→ Supplied text
:::::
Jan 06, 2021 4:35 PM

Poverty In Our Area: Cares Act - The Sequel

Posted Jan 06, 2021 4:35 PM

By Patricia Jones, Task Force on Poverty

In December Congress approved a new stimulus package and President Trump signed it into law last week. It is a follow-up to the CARES Act (Coronavirus Aid, Relief, and Economic Security), which took effect last March.

Although it isn’t as generous as the original relief granted by Congress, there are several economic benefits or payments people will receive.

First the stimulus checks we will be receiving: $600 to single filers earning under $75,000 per year, $1,200 for joint filers earning under $150,000. The amount is reduced $5 per $100 of income above those limits. A household with children will receive an additional $600 for all dependents 16 and under. 

If you have your federal income tax return automatically deposited into your bank account, this money may already be there. Otherwise you will receive a check or EIP card in the mail by January 15. The US Postal Service has a free app that can help you track where your stimulus check or EIP card is and when exactly it might arrive.

The new stimulus package prohibits seizing stimulus checks for any kind of debt, including child support or collections from private creditors and banks.

Unemployed people who lost their job due to COVID will be receiving an additional $300 from the federal government in addition to their state unemployment. This will last eleven weeks, until March 14. Pandemic Unemployment Assistance (PUA) will be extended 16 weeks, providing economic relief to those who wouldn't typically qualify for unemployment: self-employed workers, contractors, and gig workers.

The CARES Act gave us a tax credit on 50% of our wages up to $10,000, and that has been continued in the new stimulus bill.
:::::
→ Supplied data
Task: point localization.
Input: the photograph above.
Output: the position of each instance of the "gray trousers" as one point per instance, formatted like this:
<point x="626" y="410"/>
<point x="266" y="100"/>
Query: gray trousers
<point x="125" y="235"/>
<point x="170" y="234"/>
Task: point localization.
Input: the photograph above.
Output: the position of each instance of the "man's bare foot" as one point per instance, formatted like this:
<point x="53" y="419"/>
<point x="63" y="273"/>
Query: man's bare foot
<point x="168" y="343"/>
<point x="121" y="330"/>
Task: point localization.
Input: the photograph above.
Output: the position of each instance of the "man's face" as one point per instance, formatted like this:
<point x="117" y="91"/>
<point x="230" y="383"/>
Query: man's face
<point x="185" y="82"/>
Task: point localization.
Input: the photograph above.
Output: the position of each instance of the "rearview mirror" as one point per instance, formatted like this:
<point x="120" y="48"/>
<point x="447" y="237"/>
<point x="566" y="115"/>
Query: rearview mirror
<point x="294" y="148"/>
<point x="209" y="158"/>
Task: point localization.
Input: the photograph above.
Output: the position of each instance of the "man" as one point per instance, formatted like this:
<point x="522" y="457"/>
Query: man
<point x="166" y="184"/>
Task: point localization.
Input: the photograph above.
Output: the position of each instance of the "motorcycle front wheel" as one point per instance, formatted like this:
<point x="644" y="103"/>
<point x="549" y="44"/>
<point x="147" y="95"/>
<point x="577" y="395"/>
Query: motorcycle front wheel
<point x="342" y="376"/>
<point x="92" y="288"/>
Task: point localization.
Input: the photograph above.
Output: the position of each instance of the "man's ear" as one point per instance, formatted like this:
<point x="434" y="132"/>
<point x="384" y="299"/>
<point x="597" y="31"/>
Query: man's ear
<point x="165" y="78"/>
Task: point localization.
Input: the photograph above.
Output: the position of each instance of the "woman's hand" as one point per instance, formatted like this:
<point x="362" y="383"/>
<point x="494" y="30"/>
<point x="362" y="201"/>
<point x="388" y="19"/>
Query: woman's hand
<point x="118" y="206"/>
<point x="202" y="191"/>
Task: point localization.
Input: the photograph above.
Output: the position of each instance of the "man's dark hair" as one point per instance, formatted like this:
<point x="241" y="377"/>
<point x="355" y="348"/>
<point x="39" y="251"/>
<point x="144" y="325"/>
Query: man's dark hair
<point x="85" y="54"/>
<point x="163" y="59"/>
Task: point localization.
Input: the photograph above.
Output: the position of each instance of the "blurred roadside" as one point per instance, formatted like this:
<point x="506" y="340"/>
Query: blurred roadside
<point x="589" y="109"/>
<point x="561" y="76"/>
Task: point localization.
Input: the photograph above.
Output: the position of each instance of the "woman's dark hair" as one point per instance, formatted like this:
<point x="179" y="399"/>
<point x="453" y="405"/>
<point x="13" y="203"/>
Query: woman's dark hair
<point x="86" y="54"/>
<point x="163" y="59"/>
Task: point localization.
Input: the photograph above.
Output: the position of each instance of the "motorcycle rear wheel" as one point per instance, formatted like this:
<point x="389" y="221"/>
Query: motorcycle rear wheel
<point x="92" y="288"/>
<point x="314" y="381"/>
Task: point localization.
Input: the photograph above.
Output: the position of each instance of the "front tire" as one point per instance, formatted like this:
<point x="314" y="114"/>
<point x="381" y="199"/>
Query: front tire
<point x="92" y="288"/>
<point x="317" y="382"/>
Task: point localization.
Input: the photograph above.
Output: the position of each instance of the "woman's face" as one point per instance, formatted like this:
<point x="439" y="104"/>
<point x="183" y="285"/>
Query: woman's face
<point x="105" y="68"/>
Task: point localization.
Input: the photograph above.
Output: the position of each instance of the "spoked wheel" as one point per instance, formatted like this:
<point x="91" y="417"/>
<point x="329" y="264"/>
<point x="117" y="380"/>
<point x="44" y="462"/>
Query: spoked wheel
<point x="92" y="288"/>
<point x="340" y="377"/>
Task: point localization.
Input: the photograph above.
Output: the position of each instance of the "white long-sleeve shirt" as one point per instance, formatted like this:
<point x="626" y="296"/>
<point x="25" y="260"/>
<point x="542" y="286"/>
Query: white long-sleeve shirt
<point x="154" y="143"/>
:::::
→ Check your understanding
A. Edit the stimulus article, rewriting everything from "Posted Jan 06, 2021" down to "people will receive." with "stimulus package" changed to "relief bill".
B. Answer these questions from the stimulus article:
(i) How much will single filers earning under $75,000 per year receive?
(ii) Until what date will the additional $300 in federal unemployment last?
(iii) By how many weeks will Pandemic Unemployment Assistance be extended?
C. Extend the stimulus article with new text that picks up after its final sentence.
The rows are separate material, unrelated to the article.

→ Answers per task
A.
Posted Jan 06, 2021 4:35 PM

By Patricia Jones, Task Force on Poverty

In December Congress approved a new relief bill and President Trump signed it into law last week. It is a follow-up to the CARES Act (Coronavirus Aid, Relief, and Economic Security), which took effect last March.

Although it isn’t as generous as the original relief granted by Congress, there are several economic benefits or payments people will receive.

B.
(i) $600
(ii) March 14
(iii) 16 weeks

C.
The Paycheck Protection Program (PPP), originally designed to help small businesses affected by COVID, was funded again through the economic stimulus law. This includes money for PPP loans, for businesses in low-income communities, and for struggling live venues, movie theaters, and museums. PPP loans for small businesses must use 75% on payroll to be eligible for loan forgiveness.

The new stimulus package adds funding for schools, including a governors' relief fund, and money for public K-12 schools and for higher education. There is also some funding for child care.

Students who are paying off federal student loans received a reprieve under the CARES Act, which gave them the option to defer their loan payments without additional interest. That has been extended until April. 

We have had an eviction moratorium since last March. The stimulus bill extends this until January 31. Next week we will look at how this moratorium works.

Finally, the new stimulus package allocates $69 billion for coronavirus testing, tracing, and treatment. This money will be used to purchase vaccines, pay for testing and contact tracing, and help fund COVID-19 treatment programs.